• [PAGE EXCERPT]
=== Section Start ===

Reputation: 649
If I have multiple threads generating blocks of a file, what is the best way to write out the blocks?
ex) 5 threads working on a file of 500 blocks, block 0 is not necessarily completed before block 1, but the output file on disk need to be in order. (block 0, block 1, block 2, .... block 499)
the program is in C++, can fwrite() somehow "random access" the file? the file is created from scratch, meaning when block 5 is completed, the file may still be of size 0 due to block 1~4 are not completed yet. Can I directly write out block 5? (with proper fseek)
This piece of code is performance critical, so I'm really curious about anything that can improve the perf. This looks like a multiple producer(block generators) and one consumer(output writer) scenario. The idea case is that thread A can continue generating the next block when it complete the previous.
if fwrite can be "random", then the output writer can simply takes outputs, seek, and then write. However not sure if this design can perform well in large scale.
Some limitations
Upvotes: 4
Views: 822
Reputation: 14688
Assuming each block is the same size, and that the blocks are generated in memory before they are required to be written to disk, then a combination of lseek
and write
would be perfectly fine.
If you are able to write the entire block in one write you would not gain any advantage in using fwrite -- so just use write directly -- however you would need some sort of locking access control (mutex) if all the threads are sharing the same fd -- since seek+write cannot be done atomically, and you would not want one thread to seek before an just before a second thread is about to write.
This further assume that your file system is a standard file system, and not of some exotic nature, since not all input/output device everything supports lseek
(for example a pipe).
Update: lseek can seek beyond the end of file, just set the whence parameter = SEEK_SET and the offset to the absolute position in the file (fseek has the same option, but I have never used).
Upvotes: 1

=== Section End ===

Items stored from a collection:
=== Section Start ===

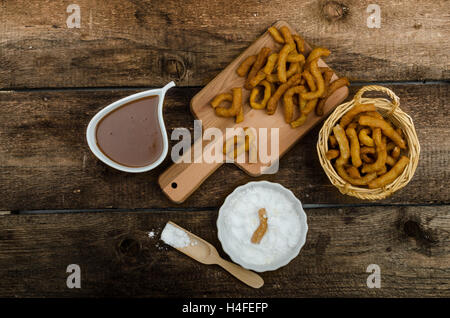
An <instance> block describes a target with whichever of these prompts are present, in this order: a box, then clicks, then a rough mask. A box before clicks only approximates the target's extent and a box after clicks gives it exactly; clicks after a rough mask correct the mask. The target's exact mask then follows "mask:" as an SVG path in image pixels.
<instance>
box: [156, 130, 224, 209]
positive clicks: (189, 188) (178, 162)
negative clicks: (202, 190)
mask: <svg viewBox="0 0 450 318" xmlns="http://www.w3.org/2000/svg"><path fill="white" fill-rule="evenodd" d="M196 147H199V149H202V151H201V152H200V151H198V152H199V154H197V155H196V154H195V151H193V153H194V155H196V156H197V157H195V156H192V154H191V153H190V152H189V153H188V154H185V155H183V156H182V157H181V158H180V159H179V160H178V161H177V162H176V163H174V164H173V165H172V166H170V167H169V168H168V169H167V170H166V171H164V172H163V173H162V174H161V175H160V176H159V180H158V182H159V186H160V187H161V189H162V191H163V192H164V193H165V195H166V196H167V197H168V198H169V199H170V200H171V201H173V202H175V203H182V202H184V201H185V200H186V199H187V198H188V197H189V196H190V195H191V194H192V193H193V192H194V191H195V190H197V188H198V187H199V186H200V185H201V184H202V183H203V181H205V180H206V179H207V178H208V177H209V176H210V175H211V174H212V173H213V172H214V171H216V170H217V169H218V168H219V167H220V166H221V165H222V164H223V162H220V163H206V162H204V160H199V159H203V158H199V156H202V157H203V148H202V138H199V140H197V141H196V142H195V143H194V145H192V146H191V150H192V149H196ZM187 157H190V162H182V160H183V159H184V160H186V158H187ZM196 159H197V160H196ZM196 161H197V162H196Z"/></svg>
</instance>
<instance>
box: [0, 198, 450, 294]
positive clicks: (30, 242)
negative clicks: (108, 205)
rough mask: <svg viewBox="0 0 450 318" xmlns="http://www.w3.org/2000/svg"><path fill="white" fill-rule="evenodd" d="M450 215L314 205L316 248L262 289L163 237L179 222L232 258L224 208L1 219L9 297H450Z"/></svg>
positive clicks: (314, 240) (53, 215)
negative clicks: (185, 210) (105, 296)
mask: <svg viewBox="0 0 450 318" xmlns="http://www.w3.org/2000/svg"><path fill="white" fill-rule="evenodd" d="M448 212H449V211H448V208H447V207H442V206H435V207H359V208H358V207H353V208H347V209H337V208H335V209H332V208H327V209H307V210H306V214H307V216H308V225H309V231H308V235H307V241H306V245H305V246H304V247H303V249H302V250H301V251H300V254H299V256H298V257H296V258H295V259H294V260H293V261H292V262H291V263H289V264H288V265H287V266H285V267H283V268H280V269H278V270H276V271H273V272H265V273H261V276H262V278H263V279H264V281H265V285H264V286H263V287H262V288H260V289H257V290H255V289H252V288H250V287H248V286H246V285H245V284H243V283H241V282H239V281H238V280H236V279H235V278H234V277H232V276H231V275H230V274H228V273H227V272H225V271H224V270H222V269H220V268H219V267H218V266H208V265H203V264H200V263H197V262H196V261H194V260H192V259H191V258H189V257H187V256H186V255H183V254H181V253H180V252H178V251H176V250H175V249H173V248H171V247H169V246H167V245H165V244H164V243H163V242H162V241H160V240H159V235H160V233H161V230H162V228H163V227H164V225H165V223H166V222H167V221H169V220H172V221H174V222H175V223H177V224H179V225H180V226H182V227H184V228H186V229H187V230H189V231H191V232H193V233H194V234H196V235H198V236H200V237H202V238H204V239H205V240H207V241H209V242H211V243H212V244H213V245H215V246H216V247H217V248H218V251H219V254H220V255H221V256H224V257H225V258H227V259H229V258H228V256H227V255H226V254H225V253H224V252H223V250H222V249H221V246H220V243H219V242H218V239H217V229H216V226H215V222H216V217H217V211H216V210H201V211H192V213H190V214H189V216H188V217H187V214H186V213H175V212H158V211H152V212H120V213H72V214H47V215H9V216H3V217H1V216H0V222H1V224H2V229H3V230H2V231H1V232H0V238H1V239H0V277H2V285H1V288H0V296H16V297H20V296H35V297H41V296H43V295H45V296H47V297H52V296H53V297H83V296H139V297H183V298H184V297H236V296H237V295H239V296H240V297H257V298H263V297H319V296H321V297H325V296H327V297H351V296H358V297H374V296H376V297H430V296H440V297H449V296H450V268H449V266H448V265H449V263H450V237H449V233H450V215H449V213H448ZM150 231H153V232H154V233H155V237H154V238H150V237H148V232H150ZM31 238H32V239H31ZM11 264H14V266H11ZM69 264H77V265H79V266H80V269H81V288H80V289H69V288H67V287H66V279H67V277H68V275H69V274H67V273H66V268H67V266H68V265H69ZM370 264H377V265H379V266H380V270H381V288H379V289H377V288H372V289H369V288H367V285H366V280H367V277H368V276H369V273H366V269H367V267H368V266H369V265H370ZM180 277H183V279H179V278H180Z"/></svg>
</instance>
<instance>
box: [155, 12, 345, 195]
mask: <svg viewBox="0 0 450 318" xmlns="http://www.w3.org/2000/svg"><path fill="white" fill-rule="evenodd" d="M274 26H275V27H277V28H280V27H282V26H287V27H288V28H289V29H290V30H291V32H292V34H296V32H295V30H294V29H293V28H292V27H290V26H289V25H288V24H287V23H286V22H284V21H278V22H277V23H275V24H274ZM263 47H269V48H271V49H272V50H273V51H277V52H278V51H279V50H280V49H281V47H282V46H281V45H280V44H278V43H276V42H275V41H274V40H273V39H272V37H271V35H270V34H269V33H268V32H267V31H266V32H265V33H264V34H263V35H262V36H261V37H259V38H258V39H257V40H256V41H255V42H254V43H253V44H252V45H250V46H249V47H248V48H247V49H246V50H245V51H244V52H243V53H242V54H241V55H240V56H239V57H237V58H236V59H235V60H234V61H233V62H231V63H230V64H229V65H228V66H227V67H226V68H225V69H224V70H223V71H222V72H221V73H220V74H219V75H217V76H216V77H215V78H214V79H213V80H212V81H211V82H209V83H208V84H207V85H206V86H205V87H204V88H203V89H202V90H201V91H200V92H198V93H197V94H196V95H195V96H194V97H193V98H192V100H191V112H192V114H193V115H194V117H195V118H196V119H199V120H201V121H202V126H203V130H206V129H208V128H213V127H214V128H218V129H220V130H221V131H222V132H223V134H224V136H225V130H226V128H232V127H253V128H255V129H256V131H258V129H259V128H267V130H268V134H267V135H268V144H269V145H270V128H278V129H279V158H281V157H282V156H283V155H284V154H285V153H286V152H287V151H288V150H289V149H290V148H291V147H292V146H293V145H294V144H295V143H296V142H297V141H299V140H300V138H301V137H302V136H303V135H305V134H306V133H307V132H308V131H309V130H310V129H311V128H313V127H314V126H315V125H317V124H318V123H319V122H321V121H322V120H324V119H325V118H326V117H327V115H328V114H330V113H331V112H332V111H333V110H334V108H335V107H336V106H337V105H339V104H341V103H342V102H343V101H344V100H345V98H346V97H347V96H348V88H347V87H342V88H340V89H338V90H336V91H335V92H334V94H332V95H331V96H330V97H329V98H328V99H327V101H326V102H325V107H324V116H321V117H318V116H316V115H315V114H314V113H311V114H310V115H309V117H308V119H307V120H306V122H305V123H304V124H303V125H302V126H300V127H298V128H295V129H293V128H291V126H290V125H289V124H287V123H286V122H285V120H284V113H283V105H282V101H281V99H280V102H279V105H278V108H277V111H276V112H275V114H274V115H271V116H269V115H267V113H266V111H265V110H256V109H253V108H251V107H250V105H249V103H248V100H249V96H250V91H248V90H246V89H244V88H243V89H242V101H243V105H244V114H245V117H244V118H245V119H244V121H243V122H241V123H239V124H236V123H235V118H234V117H230V118H224V117H219V116H217V115H216V114H215V112H214V109H213V108H212V107H211V104H210V103H211V100H212V99H213V98H214V97H215V96H216V95H218V94H220V93H225V92H231V89H232V88H233V87H243V86H244V82H245V78H244V77H239V76H238V75H237V74H236V69H237V68H238V67H239V65H240V64H241V62H242V61H243V60H244V59H246V58H247V57H248V56H249V55H254V54H257V53H258V52H259V51H260V50H261V48H263ZM311 49H312V48H311V46H309V45H308V44H307V43H305V50H306V53H305V56H306V54H308V53H309V52H310V51H311ZM319 66H327V65H326V64H325V62H323V61H322V60H319ZM337 78H338V77H337V75H336V74H334V75H333V78H332V81H334V80H336V79H337ZM214 142H220V143H222V141H221V140H218V141H216V140H213V141H203V140H202V138H199V139H197V140H196V141H195V142H194V145H193V146H192V148H191V149H197V150H199V149H204V147H205V146H206V145H209V144H211V143H214ZM211 145H212V144H211ZM211 145H209V146H211ZM188 157H189V158H190V159H191V160H190V162H191V163H185V162H181V160H185V159H186V158H188ZM183 158H184V159H183ZM222 164H223V162H221V163H206V162H204V160H202V151H200V150H199V151H196V152H195V151H192V153H188V154H185V156H184V157H182V158H180V159H179V160H178V161H177V163H174V164H173V165H172V166H171V167H169V168H168V169H167V170H166V171H165V172H164V173H162V174H161V176H160V177H159V184H160V186H161V189H162V190H163V192H164V193H165V194H166V195H167V196H168V197H169V199H171V200H172V201H174V202H177V203H181V202H183V201H185V200H186V199H187V198H188V197H189V196H190V195H191V194H192V193H193V192H194V191H195V190H196V189H197V188H198V187H199V186H200V185H201V184H202V183H203V181H204V180H206V178H208V177H209V176H210V175H211V174H212V173H213V172H214V171H215V170H216V169H218V168H219V167H220V166H221V165H222ZM234 164H236V165H237V166H239V168H241V169H242V170H244V171H245V172H246V173H248V174H249V175H251V176H259V175H261V174H264V173H265V171H267V168H268V164H266V163H262V162H257V163H248V160H246V162H245V163H238V162H234Z"/></svg>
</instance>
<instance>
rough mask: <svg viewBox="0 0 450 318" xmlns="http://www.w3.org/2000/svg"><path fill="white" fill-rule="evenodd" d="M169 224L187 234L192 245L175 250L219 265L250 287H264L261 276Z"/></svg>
mask: <svg viewBox="0 0 450 318" xmlns="http://www.w3.org/2000/svg"><path fill="white" fill-rule="evenodd" d="M168 223H170V224H171V225H173V226H175V227H177V228H179V229H180V230H182V231H184V232H186V234H187V235H188V236H189V239H190V241H191V244H189V245H188V246H186V247H180V248H178V247H175V249H177V250H179V251H180V252H181V253H184V254H186V255H187V256H189V257H192V258H193V259H195V260H196V261H198V262H200V263H202V264H207V265H211V264H217V265H219V266H221V267H222V268H223V269H225V270H226V271H228V272H229V273H230V274H231V275H233V276H234V277H236V278H237V279H239V280H241V281H242V282H244V283H245V284H247V285H249V286H250V287H253V288H260V287H261V286H262V285H264V280H263V279H262V278H261V276H259V275H258V274H256V273H254V272H252V271H249V270H247V269H245V268H243V267H241V266H239V265H236V264H234V263H231V262H228V261H226V260H224V259H223V258H221V257H220V256H219V253H218V252H217V250H216V248H215V247H214V246H213V245H211V244H210V243H208V242H206V241H205V240H204V239H202V238H200V237H198V236H196V235H194V234H192V233H191V232H189V231H187V230H185V229H183V228H182V227H181V226H179V225H177V224H175V223H173V222H172V221H169V222H168Z"/></svg>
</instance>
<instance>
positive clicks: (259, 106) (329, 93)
mask: <svg viewBox="0 0 450 318" xmlns="http://www.w3.org/2000/svg"><path fill="white" fill-rule="evenodd" d="M268 32H269V33H270V34H271V36H272V38H273V40H274V41H275V42H276V43H279V44H281V45H282V47H281V50H280V51H279V52H272V50H271V49H270V48H267V47H263V48H262V49H261V50H260V51H259V53H258V54H256V55H251V56H249V57H247V58H246V59H245V60H244V61H243V62H242V63H241V65H240V66H239V67H238V69H237V70H236V73H237V74H238V75H239V76H241V77H246V81H245V84H244V88H245V89H247V90H251V93H250V99H249V104H250V107H252V108H254V109H265V110H266V113H267V114H268V115H273V114H274V113H275V111H276V110H277V107H278V102H279V100H280V99H282V100H283V104H284V119H285V121H286V123H288V124H290V125H291V127H292V128H296V127H299V126H301V125H303V124H304V123H305V121H306V119H307V118H308V115H309V114H310V113H312V112H315V114H316V115H317V116H323V113H324V111H323V109H324V105H325V101H326V100H327V98H328V97H330V96H331V95H332V94H333V92H334V91H336V90H337V89H338V88H340V87H343V86H348V85H349V84H350V83H349V81H348V79H347V78H345V77H341V78H339V79H337V80H335V81H332V76H333V74H334V73H333V71H332V70H331V69H330V68H328V67H319V66H318V60H319V59H320V58H323V57H327V56H329V55H330V54H331V52H330V51H329V50H328V49H325V48H320V47H318V48H315V49H313V50H312V51H311V52H310V54H309V55H307V56H305V41H304V40H303V39H302V38H301V37H300V36H299V35H292V34H291V32H290V31H289V29H288V28H287V27H286V26H283V27H281V28H280V29H279V30H278V29H277V28H275V27H270V28H269V29H268ZM260 95H262V96H261V97H260ZM295 95H297V96H298V98H294V96H295ZM222 102H231V106H230V107H224V106H220V104H221V103H222ZM296 104H297V107H298V109H299V111H298V116H297V118H295V117H294V116H295V108H296ZM211 106H212V107H213V108H214V110H215V112H216V114H217V115H218V116H222V117H235V121H236V123H240V122H242V121H243V120H244V111H243V105H242V88H241V87H236V88H233V89H232V92H231V93H230V92H227V93H222V94H219V95H217V96H216V97H215V98H214V99H213V100H212V102H211ZM294 118H295V119H294Z"/></svg>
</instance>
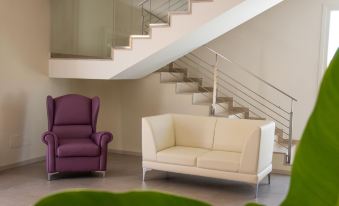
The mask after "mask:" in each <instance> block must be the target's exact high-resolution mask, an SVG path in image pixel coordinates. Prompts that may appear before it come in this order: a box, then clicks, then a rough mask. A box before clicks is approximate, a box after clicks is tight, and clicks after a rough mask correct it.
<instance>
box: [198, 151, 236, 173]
mask: <svg viewBox="0 0 339 206" xmlns="http://www.w3.org/2000/svg"><path fill="white" fill-rule="evenodd" d="M240 156H241V153H238V152H225V151H211V152H208V153H205V154H203V155H201V156H199V157H198V158H197V166H198V167H199V168H205V169H212V170H221V171H226V172H238V171H239V167H240Z"/></svg>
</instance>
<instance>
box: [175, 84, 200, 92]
mask: <svg viewBox="0 0 339 206" xmlns="http://www.w3.org/2000/svg"><path fill="white" fill-rule="evenodd" d="M198 91H199V83H189V82H187V83H177V85H176V92H177V93H194V92H198Z"/></svg>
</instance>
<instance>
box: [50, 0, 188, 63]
mask: <svg viewBox="0 0 339 206" xmlns="http://www.w3.org/2000/svg"><path fill="white" fill-rule="evenodd" d="M50 1H51V57H52V58H85V59H86V58H88V59H106V58H111V50H112V48H113V47H116V46H128V45H129V36H130V35H132V34H135V35H141V34H144V35H147V34H148V33H149V24H150V23H167V21H168V18H167V16H168V12H169V11H183V10H187V8H188V6H187V5H188V1H187V0H145V1H142V0H95V1H94V0H50Z"/></svg>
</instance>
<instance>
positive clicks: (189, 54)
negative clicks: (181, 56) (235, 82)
mask: <svg viewBox="0 0 339 206" xmlns="http://www.w3.org/2000/svg"><path fill="white" fill-rule="evenodd" d="M189 55H192V56H194V57H195V58H197V59H199V60H200V61H202V62H203V63H205V64H206V65H208V66H210V67H213V65H211V64H209V63H208V62H206V61H205V60H203V59H202V58H200V57H198V56H197V55H195V54H189ZM188 59H190V58H188ZM191 61H192V62H194V61H193V60H191ZM220 73H222V74H224V75H226V76H227V77H228V78H230V79H232V80H233V81H234V82H236V83H237V84H239V85H240V86H242V87H244V88H245V89H247V90H248V91H250V92H252V93H253V94H255V95H256V96H258V97H260V98H261V99H263V100H265V101H266V102H268V103H270V104H271V105H273V106H274V107H276V108H278V109H280V110H281V111H283V112H285V113H286V114H289V112H288V111H286V110H285V109H283V108H281V106H279V105H277V104H275V103H273V102H272V101H270V100H268V99H267V98H265V97H263V96H262V95H260V94H258V93H257V92H255V91H253V90H252V89H250V88H248V87H247V86H245V85H244V84H243V83H241V82H239V81H238V80H236V79H234V78H233V77H231V76H230V75H228V74H226V73H225V72H223V71H220Z"/></svg>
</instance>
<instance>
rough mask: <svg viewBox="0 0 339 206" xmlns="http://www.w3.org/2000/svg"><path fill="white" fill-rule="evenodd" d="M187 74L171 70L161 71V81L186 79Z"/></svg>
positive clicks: (181, 80)
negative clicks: (184, 73) (177, 72)
mask: <svg viewBox="0 0 339 206" xmlns="http://www.w3.org/2000/svg"><path fill="white" fill-rule="evenodd" d="M184 78H185V74H183V73H170V72H161V73H160V81H161V82H180V81H184Z"/></svg>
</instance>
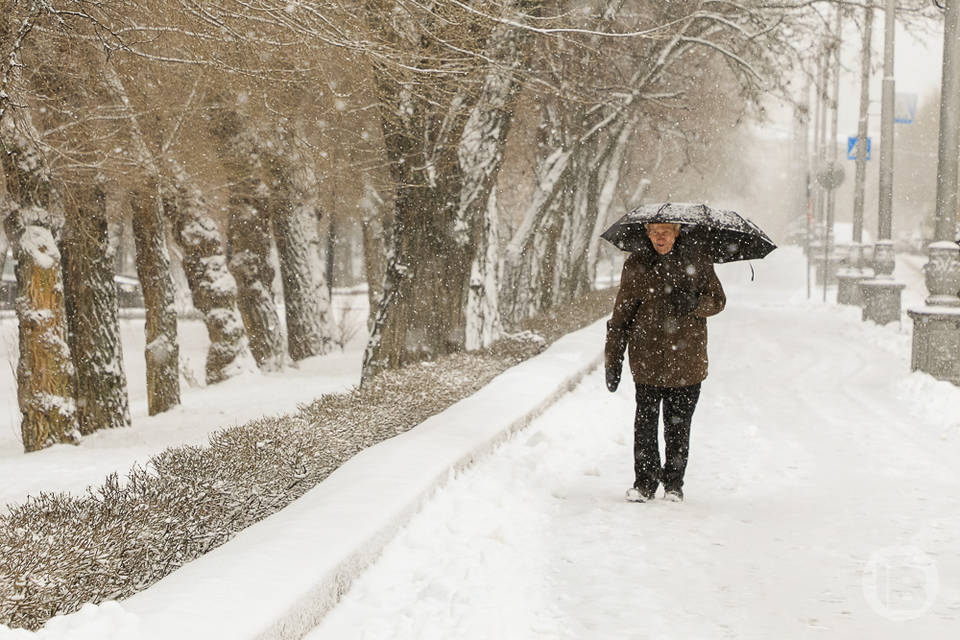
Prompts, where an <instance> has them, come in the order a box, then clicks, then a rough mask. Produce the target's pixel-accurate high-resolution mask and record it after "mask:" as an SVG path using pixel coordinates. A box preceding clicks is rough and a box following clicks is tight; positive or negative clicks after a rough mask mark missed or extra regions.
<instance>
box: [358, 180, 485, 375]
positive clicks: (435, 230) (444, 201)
mask: <svg viewBox="0 0 960 640" xmlns="http://www.w3.org/2000/svg"><path fill="white" fill-rule="evenodd" d="M438 173H439V171H438ZM445 174H446V175H447V176H450V175H455V172H454V171H452V170H449V169H447V170H446V173H445ZM418 184H419V185H421V186H419V187H417V186H406V185H418ZM450 193H456V191H452V190H451V188H450V187H447V188H444V187H440V186H438V187H434V188H429V187H427V186H425V185H423V176H419V177H416V178H412V179H411V180H410V181H409V182H406V183H405V184H404V183H401V186H400V187H399V188H398V193H397V197H396V217H395V220H394V227H393V233H392V234H391V235H392V239H393V249H392V251H391V252H389V253H388V263H387V271H386V276H385V278H384V285H383V296H382V298H381V303H380V305H379V307H378V311H377V317H376V320H375V323H374V328H373V333H372V336H371V341H370V344H368V350H367V356H366V359H365V362H364V376H363V377H364V378H368V377H369V376H370V375H372V374H373V373H376V372H377V371H380V370H382V369H385V368H396V367H400V366H403V365H405V364H408V363H411V362H417V361H420V360H432V359H434V358H436V357H438V356H441V355H445V354H449V353H453V352H456V351H462V350H463V348H464V340H465V336H466V334H465V326H464V322H465V318H464V313H463V309H464V307H465V306H466V301H467V290H468V287H469V282H470V281H469V275H470V266H471V263H472V261H473V250H474V247H473V246H472V244H469V245H467V246H463V247H458V246H457V245H456V244H455V243H454V241H453V238H452V237H451V225H450V220H451V209H452V207H451V206H450V200H449V198H448V197H446V196H447V195H448V194H450ZM371 347H372V348H371Z"/></svg>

=== Section End ===

• [WHAT IS NEEDED]
Please reproduce verbatim the stretch of the thread on writing file blocks from several threads, from "Some limitations" through "be perfectly fine.".

• [OUTPUT FOR THIS TASK]
Some limitations
Upvotes: 4
Views: 822
Reputation: 14688
Assuming each block is the same size, and that the blocks are generated in memory before they are required to be written to disk, then a combination of lseek
and write
would be perfectly fine.